** Start **

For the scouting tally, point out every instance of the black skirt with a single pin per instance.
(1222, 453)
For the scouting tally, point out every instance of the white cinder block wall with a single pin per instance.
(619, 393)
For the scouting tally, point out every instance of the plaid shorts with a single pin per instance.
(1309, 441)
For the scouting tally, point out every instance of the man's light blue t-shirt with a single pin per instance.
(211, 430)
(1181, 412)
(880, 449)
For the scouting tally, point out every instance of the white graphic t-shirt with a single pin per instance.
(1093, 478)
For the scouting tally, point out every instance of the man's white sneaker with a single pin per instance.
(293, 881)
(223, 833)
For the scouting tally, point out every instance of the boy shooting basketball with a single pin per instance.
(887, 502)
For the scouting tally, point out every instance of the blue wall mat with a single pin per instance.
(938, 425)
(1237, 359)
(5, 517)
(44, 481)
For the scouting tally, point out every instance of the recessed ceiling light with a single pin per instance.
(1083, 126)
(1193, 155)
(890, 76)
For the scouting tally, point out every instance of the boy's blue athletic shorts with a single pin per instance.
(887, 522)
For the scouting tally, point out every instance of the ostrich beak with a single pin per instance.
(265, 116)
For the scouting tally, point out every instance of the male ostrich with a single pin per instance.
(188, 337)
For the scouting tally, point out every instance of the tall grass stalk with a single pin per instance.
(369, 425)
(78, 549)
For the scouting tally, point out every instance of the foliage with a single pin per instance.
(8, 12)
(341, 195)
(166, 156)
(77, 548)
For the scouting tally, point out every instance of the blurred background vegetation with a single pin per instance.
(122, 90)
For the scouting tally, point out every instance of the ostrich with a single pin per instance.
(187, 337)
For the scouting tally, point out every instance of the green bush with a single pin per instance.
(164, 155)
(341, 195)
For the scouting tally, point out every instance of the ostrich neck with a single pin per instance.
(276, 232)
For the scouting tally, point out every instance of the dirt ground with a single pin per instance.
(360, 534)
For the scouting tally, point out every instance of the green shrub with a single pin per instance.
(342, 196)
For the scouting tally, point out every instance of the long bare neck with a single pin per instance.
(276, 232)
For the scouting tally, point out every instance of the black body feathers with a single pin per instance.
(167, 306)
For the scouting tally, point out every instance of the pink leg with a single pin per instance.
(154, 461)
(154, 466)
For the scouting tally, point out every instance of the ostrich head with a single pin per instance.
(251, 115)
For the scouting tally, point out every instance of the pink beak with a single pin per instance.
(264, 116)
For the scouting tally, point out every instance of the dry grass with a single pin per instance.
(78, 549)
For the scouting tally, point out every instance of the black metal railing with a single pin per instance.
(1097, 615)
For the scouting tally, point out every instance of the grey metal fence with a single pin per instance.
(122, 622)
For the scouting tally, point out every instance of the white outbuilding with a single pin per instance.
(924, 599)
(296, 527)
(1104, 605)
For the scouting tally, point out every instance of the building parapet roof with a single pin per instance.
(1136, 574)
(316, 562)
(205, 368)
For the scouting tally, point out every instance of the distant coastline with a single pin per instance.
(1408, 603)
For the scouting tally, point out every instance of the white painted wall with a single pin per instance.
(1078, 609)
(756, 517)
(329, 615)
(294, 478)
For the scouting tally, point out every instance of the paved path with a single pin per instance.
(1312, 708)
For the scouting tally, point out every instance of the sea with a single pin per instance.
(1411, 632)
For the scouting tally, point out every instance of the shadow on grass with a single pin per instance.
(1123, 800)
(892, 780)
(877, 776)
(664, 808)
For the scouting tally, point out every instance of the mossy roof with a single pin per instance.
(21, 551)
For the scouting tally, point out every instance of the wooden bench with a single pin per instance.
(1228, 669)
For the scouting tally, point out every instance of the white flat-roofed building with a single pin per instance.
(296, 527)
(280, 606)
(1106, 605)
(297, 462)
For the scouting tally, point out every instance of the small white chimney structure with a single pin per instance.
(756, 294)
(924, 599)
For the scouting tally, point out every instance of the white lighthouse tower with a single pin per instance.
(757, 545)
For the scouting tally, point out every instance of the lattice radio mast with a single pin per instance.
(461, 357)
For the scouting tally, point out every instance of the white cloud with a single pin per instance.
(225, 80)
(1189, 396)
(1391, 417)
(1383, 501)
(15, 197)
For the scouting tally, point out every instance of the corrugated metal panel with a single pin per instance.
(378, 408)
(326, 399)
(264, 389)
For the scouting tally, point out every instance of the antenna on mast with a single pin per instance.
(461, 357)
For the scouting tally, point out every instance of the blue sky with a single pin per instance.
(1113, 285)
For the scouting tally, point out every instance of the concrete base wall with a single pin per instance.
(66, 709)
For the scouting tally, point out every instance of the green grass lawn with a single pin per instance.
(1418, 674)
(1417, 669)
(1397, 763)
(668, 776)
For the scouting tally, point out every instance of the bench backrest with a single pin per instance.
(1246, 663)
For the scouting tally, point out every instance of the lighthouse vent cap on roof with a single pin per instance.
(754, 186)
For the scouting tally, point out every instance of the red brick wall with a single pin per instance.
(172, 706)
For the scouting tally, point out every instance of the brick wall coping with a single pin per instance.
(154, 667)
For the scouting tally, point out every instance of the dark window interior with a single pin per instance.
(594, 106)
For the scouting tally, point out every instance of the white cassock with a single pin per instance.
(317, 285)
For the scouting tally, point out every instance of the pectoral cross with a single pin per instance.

** End **

▶ To do:
Copy all of the entries above word for word, in the same order.

▶ Full answer:
For the scouting tally, point out every instance of the black skirt with a single pin per instance.
(1222, 453)
For the scouting tally, point out every instance of the white cinder block wall with a single pin per instance.
(619, 393)
For the scouting tally, point out every instance of the plaid shorts with a single pin per instance.
(1309, 441)
For the scouting tally, point out every instance of the man's light blue t-shirt with a single pin per instance.
(211, 430)
(1181, 412)
(880, 449)
For the scouting tally, point out every instance of the white graphic t-shirt with a single pin per instance.
(1093, 478)
For the scouting tally, point out every instance of the man's white sneaker with a single pin per instance.
(293, 881)
(223, 833)
For the scouting tally, point out every instance of the boy shooting basketball with a single pin per instance.
(887, 502)
For the scouting tally, point out every instance of the blue wall mat with a single pin per instance.
(938, 425)
(1237, 359)
(5, 517)
(44, 481)
For the scouting tally, point out every instance of the recessed ceiling light with a single pin per instance.
(1083, 126)
(1193, 155)
(890, 76)
For the scouting tally, point out every instance of the boy's blue athletic shorts with a single pin per instance.
(887, 522)
For the scouting tally, point out every instance of the ostrich beak with a single pin per instance.
(265, 116)
For the scouting tally, point out every instance of the male ostrich with a single pin per instance.
(188, 337)
For the scouting tally, point out every instance of the tall grass stalk with a single pin per instance.
(369, 425)
(78, 549)
For the scouting tally, point out every instance of the foliage with a single pin per instance.
(8, 12)
(341, 195)
(166, 156)
(77, 548)
For the scouting tally, point out every instance of the blurred background vegetation with a single pin per instance.
(122, 90)
For the scouting tally, point out every instance of the ostrich with a single pin per instance.
(187, 337)
For the scouting tally, point out every instance of the green bush with a single pin per instance.
(164, 155)
(341, 195)
For the scouting tally, point out every instance of the ostrich neck with a single pin per instance.
(276, 232)
For the scouting tally, point out every instance of the dirt ground with a single pin per instance.
(360, 534)
For the scouting tally, point out every instance of the green shrub with a single pin per instance.
(342, 196)
For the scouting tally, point out every instance of the long bare neck with a single pin per instance.
(276, 232)
For the scouting tally, point out every instance of the black body feathers with a single pin per instance.
(167, 306)
For the scouting tally, point out every instance of the pink leg with a single pin per instance.
(154, 461)
(154, 466)
For the scouting tally, point out every instance of the ostrich head with a single pin per instance.
(251, 115)
For the scouting tally, point out every instance of the pink beak with a single pin per instance.
(264, 116)
For the scouting tally, point out every instance of the dry grass with a single pin per instance.
(78, 549)
For the scouting tally, point out every instance of the black metal railing with a single pin per instance.
(1097, 615)
For the scouting tally, point out every instance of the grey metal fence with a single pin per instance.
(122, 622)
For the scouting tally, point out every instance of the white outbuilding with a single pin per instance.
(924, 599)
(296, 527)
(1104, 605)
For the scouting tally, point out every instance of the building parapet roof with a single pin per instance.
(1136, 574)
(316, 562)
(205, 368)
For the scouting tally, point out every instance of the distant coastline with a single pin per instance.
(1408, 603)
For the scouting tally, point out every instance of the white painted wall with a single pin per instance.
(1078, 609)
(756, 517)
(329, 615)
(294, 478)
For the scouting tally, point out every instance of the paved path with a single pin per instance.
(1312, 708)
For the scouting tally, point out every instance of the sea with a single pin per instance.
(1411, 632)
For the scouting tally, point out every instance of the shadow on grass with a single pin per instance.
(1123, 800)
(892, 780)
(877, 776)
(664, 808)
For the scouting tally, point out every instance of the mossy roof with a single pin per instance.
(21, 551)
For the scouting tally, point out every instance of the wooden bench with a single pin per instance.
(1228, 669)
For the scouting tally, point out every instance of the white flat-roofed building with a single pin per instance.
(296, 527)
(280, 606)
(1106, 605)
(297, 462)
For the scouting tally, point out every instance of the small white chimney structure with a single pin per instance.
(756, 294)
(924, 599)
For the scouting tally, point out every instance of the white lighthouse tower with a single pin per instance.
(757, 545)
For the scouting tally, point out every instance of the lattice radio mast with a single pin per instance.
(461, 357)
For the scouting tally, point out every instance of the white cloud with a single pin per instance.
(225, 80)
(1189, 396)
(1391, 417)
(1383, 501)
(15, 197)
For the scouting tally, point out every instance of the corrugated metal panel with a single pin per instance.
(378, 408)
(326, 399)
(264, 389)
For the scouting tally, point out every instance of the antenna on mast with a single pin per instance.
(461, 357)
For the scouting tally, point out every instance of the blue sky with a single pin per instance.
(1113, 285)
For the scouting tally, point out every instance of the concrete base wall with a single pin per instance.
(66, 709)
For the scouting tally, point out every instance of the green grass lawn with a single pin per instance.
(1418, 674)
(1417, 669)
(1397, 763)
(668, 776)
For the scouting tally, point out every instance of the bench backrest with a single pin per instance.
(1246, 663)
For the scouting tally, point out every instance of the lighthouse vent cap on roof with a single pin per instance.
(754, 186)
For the scouting tally, point out every instance of the red brick wall with a single pin per instance.
(172, 706)
For the scouting tally, point out every instance of the brick wall coping with a single pin per instance.
(154, 667)
For the scouting tally, point out every instance of the dark window interior with a single pin per instance.
(594, 106)
For the scouting tally, point out every instance of the white cassock with a single pin per instance.
(317, 285)
For the scouting tally, point out every instance of the pectoral cross with a single pin per instance.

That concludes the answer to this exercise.